■ BRANO:
========================================

Per capire come potrebbe funzionare Siri su un televisore c’è una simulazione divertente fatta da Todd Treece hackerando Siri tramite la piattaforma Arduino e SiriProxy, con Siri che risponde dopo aver cambiato canale: “ma davvero vuoi vedere questa schifezza?”. Così dopo il Grande Fratello (nel senso di Orwell) avremo la Grande Zia. 

giovedì 1 marzo 2012

L'Auditel, TvBlog e il rumore rosa


Tv Blog ha aperto un dibattito inter-blogger (quanto sono bravi questi di Tv Blog, qualche critico tv dovrebbe imparare da loro) sull'Auditel e la qualità televisiva e Malaparte mi ha chiesto se ho qualcosa da dire.
 In realtà quello che penso dell'Auditel l'ho già scritto tempo fa e per il resto se Carlo Freccero mi avesse passato un foglietto con il suo intervento avrei potuto tranquillamente controfirmare.  Carlo dice quello che pensano tutti, ma detto da lui ha un altro suono. Uno si domanda: perché? Nella risposta a questa domanda, in realtà, c'è la chiave di tutto.
Ma prima, come nelle migliori serie tv, un bel flashback (con reverse: uuuossshh!).
I primi dirigenti Rai che ho conosciuto - non per lavoro, ma per rapporti culturali o giornalistici o sono per averli visti a qualche convegno, sto parlando della notte dei tempi - erano fondamentalmente, forse non tutti ma per la gran parte, degli intellettuali. Magari era gente che era stata messa lì dalla Democrazia cristiana, più tardi anche dal Partito socialista e qualcuno anche dal Pci (nella "Terza rete", come la chiamavano). Ma in quanto intellettuali

Gente che aveva la casa piena di libri, che aveva avuto un passato culturalmente interessante, magari erano cattolici conservatori, o cattolici di sinistra che poi erano diventati comunisti, oppure liberali diventati repubblicani o socialisti di prima che erano diventati socialisti di dopo, oppure gente uscita dal famoso "corso" da cui vennero fuori Umberto Eco e tanti altri. Si dividevano in due tipi umani: quelli che facevano televisione turandosi il naso (guardate cosa mi tocca fare) e quelli che si divertivano a farlo (tipo Guglielmi, ma non solo lui). Entrambi i tipi umani si ponevano ogni giorno la questione del pubblico. Se la ponevano e però la - come dire? - masticavano filtrandola con una serie di parametri culturali che impedivano loro, geneticamente, il crollo non tanto verso il trash quanto verso l'inutilità, verso il grado zero della comunicazione, verso il "rumore rosa".

========================================

■ ESTRATTI DELLE RIGHE:
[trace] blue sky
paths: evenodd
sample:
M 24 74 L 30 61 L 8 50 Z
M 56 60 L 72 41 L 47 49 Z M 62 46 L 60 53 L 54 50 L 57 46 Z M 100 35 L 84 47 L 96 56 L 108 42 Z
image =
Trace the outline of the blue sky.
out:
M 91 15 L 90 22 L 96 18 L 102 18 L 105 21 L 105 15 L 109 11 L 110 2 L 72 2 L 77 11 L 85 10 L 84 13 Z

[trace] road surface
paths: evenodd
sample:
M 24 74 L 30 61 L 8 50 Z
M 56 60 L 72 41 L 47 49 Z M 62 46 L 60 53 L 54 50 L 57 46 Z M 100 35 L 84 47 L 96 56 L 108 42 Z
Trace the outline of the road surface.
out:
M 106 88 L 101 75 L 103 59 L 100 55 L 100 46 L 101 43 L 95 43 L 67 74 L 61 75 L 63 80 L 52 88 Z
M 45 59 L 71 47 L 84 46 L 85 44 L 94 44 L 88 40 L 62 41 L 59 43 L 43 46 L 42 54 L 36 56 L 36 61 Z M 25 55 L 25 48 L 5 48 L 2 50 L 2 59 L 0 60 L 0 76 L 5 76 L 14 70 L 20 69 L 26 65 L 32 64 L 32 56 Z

========================================

■ COSA SI CHIEDE:
(a) Secondo il brano sull'Auditel, in quali due tipi umani si dividevano i primi dirigenti Rai?
(b) Modifica il brano: riscrivi tutto ciò che va da "giovedì 1 marzo" giù fino a "qualcosa da dire.", mettendo "audience" al posto di "Auditel".
(c) Riprendi il testo sull'Auditel e sui vecchi dirigenti Rai e proseguilo dal punto in cui si ferma.
Le righe non servono a nulla in questo esercizio.

■ RISPOSTE SCRITTE:
(a) In quelli che facevano televisione turandosi il naso e in quelli che si divertivano a farlo.

(b)
giovedì 1 marzo 2012

L'audience, TvBlog e il rumore rosa


Tv Blog ha aperto un dibattito inter-blogger (quanto sono bravi questi di Tv Blog, qualche critico tv dovrebbe imparare da loro) sull'audience e la qualità televisiva e Malaparte mi ha chiesto se ho qualcosa da dire.

(c)
Carlo Freccero
Il rumore rosa (pink noise) è quel rumore disturbante che proviene dal televisore quando è acceso senza essere sintonizzato su nessun canale. Quel rumore in realtà è prezioso per i tecnici che devono regolare il suono, perché contiene in sé tutte le frequenze udibili. Molti programmi di oggi mi ricordano, appunto, il rumore rosa.  Ecco, quel tipo di dirigenti tv non l'avrebbero consentito. Così come persone come Carlo Freccero, che nella sua carriera è riuscito a inserire nei suoi palinsesti Emilio Fede, la D'Eusanio e Gian Franco Funari senza che ciò facesse della sua rete (parlo di Italia Uno ma anche di RaiDue) una rete del "rumore rosa". Riuscendo sempre, cioé, a produrre quella scintilla, quello sgurz che distingue il pensiero dalla banalità.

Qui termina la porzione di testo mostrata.